_Exercise description_.
The records that follow are to be repeated exactly, in full.

[Saved entries]
= Beginning of Section =

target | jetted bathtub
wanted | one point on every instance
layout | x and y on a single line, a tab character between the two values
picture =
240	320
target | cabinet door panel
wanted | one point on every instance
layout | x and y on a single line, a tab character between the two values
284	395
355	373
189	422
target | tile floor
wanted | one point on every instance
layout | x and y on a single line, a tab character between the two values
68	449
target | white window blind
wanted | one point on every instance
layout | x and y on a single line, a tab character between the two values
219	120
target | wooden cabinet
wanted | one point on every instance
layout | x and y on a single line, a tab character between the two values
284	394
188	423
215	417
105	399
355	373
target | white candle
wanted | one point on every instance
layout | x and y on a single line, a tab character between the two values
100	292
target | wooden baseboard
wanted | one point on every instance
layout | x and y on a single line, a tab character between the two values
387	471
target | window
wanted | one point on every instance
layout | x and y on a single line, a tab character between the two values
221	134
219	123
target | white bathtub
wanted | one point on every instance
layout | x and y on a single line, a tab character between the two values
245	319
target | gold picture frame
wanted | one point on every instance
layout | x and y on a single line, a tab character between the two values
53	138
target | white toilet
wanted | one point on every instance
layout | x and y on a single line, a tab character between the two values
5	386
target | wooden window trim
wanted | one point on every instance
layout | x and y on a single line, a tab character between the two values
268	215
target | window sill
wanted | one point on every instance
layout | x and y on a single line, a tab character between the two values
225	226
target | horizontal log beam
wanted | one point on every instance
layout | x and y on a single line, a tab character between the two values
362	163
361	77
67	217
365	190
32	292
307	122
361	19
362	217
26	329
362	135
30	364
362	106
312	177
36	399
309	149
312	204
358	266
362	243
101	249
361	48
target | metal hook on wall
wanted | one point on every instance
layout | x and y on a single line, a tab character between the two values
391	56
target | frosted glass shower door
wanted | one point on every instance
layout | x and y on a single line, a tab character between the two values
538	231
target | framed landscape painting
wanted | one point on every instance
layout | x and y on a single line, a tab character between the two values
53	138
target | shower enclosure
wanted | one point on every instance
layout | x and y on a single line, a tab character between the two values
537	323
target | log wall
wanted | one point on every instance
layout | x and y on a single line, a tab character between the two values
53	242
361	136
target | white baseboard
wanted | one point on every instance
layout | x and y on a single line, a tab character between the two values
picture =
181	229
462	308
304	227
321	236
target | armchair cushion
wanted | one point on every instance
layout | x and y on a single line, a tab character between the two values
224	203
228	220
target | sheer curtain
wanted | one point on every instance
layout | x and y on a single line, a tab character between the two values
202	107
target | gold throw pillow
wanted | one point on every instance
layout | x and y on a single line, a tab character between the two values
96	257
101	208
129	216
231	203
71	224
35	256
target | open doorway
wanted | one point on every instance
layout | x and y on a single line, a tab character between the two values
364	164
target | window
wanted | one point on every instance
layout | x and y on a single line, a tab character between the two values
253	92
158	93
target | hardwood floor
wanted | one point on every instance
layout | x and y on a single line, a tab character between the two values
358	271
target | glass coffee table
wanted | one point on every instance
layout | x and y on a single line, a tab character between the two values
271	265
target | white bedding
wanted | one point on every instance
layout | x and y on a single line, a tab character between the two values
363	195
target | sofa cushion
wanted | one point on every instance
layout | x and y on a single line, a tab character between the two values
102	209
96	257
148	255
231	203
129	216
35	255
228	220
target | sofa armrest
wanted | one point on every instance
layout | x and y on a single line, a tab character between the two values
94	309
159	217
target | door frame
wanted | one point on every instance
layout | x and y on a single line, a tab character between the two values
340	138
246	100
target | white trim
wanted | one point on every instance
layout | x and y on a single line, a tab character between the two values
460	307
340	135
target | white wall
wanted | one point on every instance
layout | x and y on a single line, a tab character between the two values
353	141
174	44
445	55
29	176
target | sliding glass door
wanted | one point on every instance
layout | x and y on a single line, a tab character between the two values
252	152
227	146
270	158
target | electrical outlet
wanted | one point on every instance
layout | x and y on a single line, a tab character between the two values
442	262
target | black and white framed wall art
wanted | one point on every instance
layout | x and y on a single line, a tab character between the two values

= End of Section =

_Task answer_.
target | jetted bathtub
wanted | one point on every instance
layout | x and y on a single line, a tab character between the two values
picture =
240	320
target | cabinet door panel
wanted | one point on every instance
layout | x and y on a single line, a tab character between the two values
284	395
355	373
189	422
target | tile floor
wanted | one point on every instance
layout | x and y on a single line, a tab character between the two values
68	449
target | white window blind
wanted | one point on every instance
layout | x and y on a single line, a tab character between the two values
219	120
target | wooden cabinet
wanted | one point on every instance
layout | x and y on a single line, a tab character between the two values
284	394
188	423
215	417
105	399
355	373
target | white candle
wanted | one point on every instance
layout | x and y on a single line, a tab character between the two values
100	292
target | wooden baseboard
wanted | one point on every instance
layout | x and y on a single line, a tab character between the two values
387	471
target | window
wanted | one point on every instance
layout | x and y on a single line, a tab character between the two values
221	134
219	123
target | white bathtub
wanted | one point on every instance
layout | x and y on a single line, a tab character between the two values
245	319
target | gold picture frame
wanted | one point on every instance
layout | x and y on a single line, a tab character between the two values
53	138
target | white toilet
wanted | one point on every instance
layout | x and y on a single line, a tab character between the two values
5	386
target | wooden window trim
wanted | one point on every instance
layout | x and y on a single line, a tab character between the two values
268	215
target | window sill
wanted | one point on every instance
layout | x and y on a single line, a tab character between the two values
225	226
target | horizontal log beam
wanted | one point on every instance
layout | x and y on a single line, a tab character between the two values
362	163
361	77
67	217
365	190
32	292
307	122
361	19
362	217
26	329
362	135
30	364
362	106
312	177
36	399
309	149
312	204
358	266
362	243
101	249
361	48
target | metal hook on wall
wanted | one point on every instance
layout | x and y on a single line, a tab character between the two values
391	56
target | frosted glass shower door
wanted | one point on every instance
layout | x and y on a single line, a tab character between the two values
538	231
target | framed landscape painting
wanted | one point on every instance
layout | x and y on a single line, a tab character between the two values
53	138
target | shower enclosure
wanted | one point on every instance
layout | x and y on a single line, a tab character between the two values
537	323
target | log wall
wanted | one point on every instance
layout | x and y on a single line, a tab character between the two values
53	242
361	136
target | white baseboard
wanted | one point on every instance
layout | x and y on a single line, a tab character between the two values
picture =
181	229
462	308
304	227
321	236
target | armchair cushion
wanted | one point on every instance
layout | x and y on a single line, a tab character between the two values
224	203
228	220
target | sheer curtain
wanted | one point on every instance
layout | x and y on a single line, a tab character between the two values
202	107
target | gold throw pillow
wanted | one point on every instance
layout | x and y on a single line, a tab character between the two values
96	257
101	208
129	216
231	203
71	224
35	256
target | open doorway
wanted | one point on every instance
layout | x and y on a single line, a tab character between the two values
364	164
target | window
wanted | one point on every instance
layout | x and y on a single line, a tab character between the two values
253	92
158	93
target | hardwood floor
wanted | one point on every instance
layout | x and y on a single line, a tab character between the two values
358	271
target | glass coffee table
wanted | one point on every instance
layout | x and y on a single line, a tab character between the two values
271	265
target | white bedding
wanted | one point on every instance
layout | x and y on a single line, a tab character between the two values
363	195
target | sofa cushion
wanted | one point on every instance
layout | x and y on a single line, a tab character between the two values
102	209
96	257
148	255
231	203
129	216
35	255
228	220
target | sofa armrest
wanted | one point on every instance
layout | x and y on a single line, a tab character between the two values
94	309
159	217
target | door frame
wanted | one point on every instance
layout | x and y on a single line, a tab character between the two values
340	138
246	100
target | white trim
wanted | one point on every instance
layout | x and y on a single line, a tab character between the two values
460	307
340	135
target | white wall
wanted | one point on every instance
layout | x and y on a single line, a tab character between the two values
353	141
174	44
445	55
29	176
target | sliding glass door
wanted | one point on every instance
layout | x and y on a single line, a tab character between the two values
252	152
227	146
270	158
target | electrical outlet
wanted | one point on every instance
layout | x and y on a single line, a tab character between the two values
442	262
target | black and white framed wall art
wanted | one point on every instance
layout | x and y on a single line, a tab character between the two values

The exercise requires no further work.